**WORK TASK:**
Would you please write out each entry precisely as given?

**DATA SECTION:**
%%

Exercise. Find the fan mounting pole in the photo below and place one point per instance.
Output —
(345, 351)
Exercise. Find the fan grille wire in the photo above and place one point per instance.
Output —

%%

**TASK RESPONSE:**
Exercise. Find the fan mounting pole in the photo below and place one point per instance.
Output —
(345, 351)
Exercise. Find the fan grille wire in the photo above and place one point per instance.
Output —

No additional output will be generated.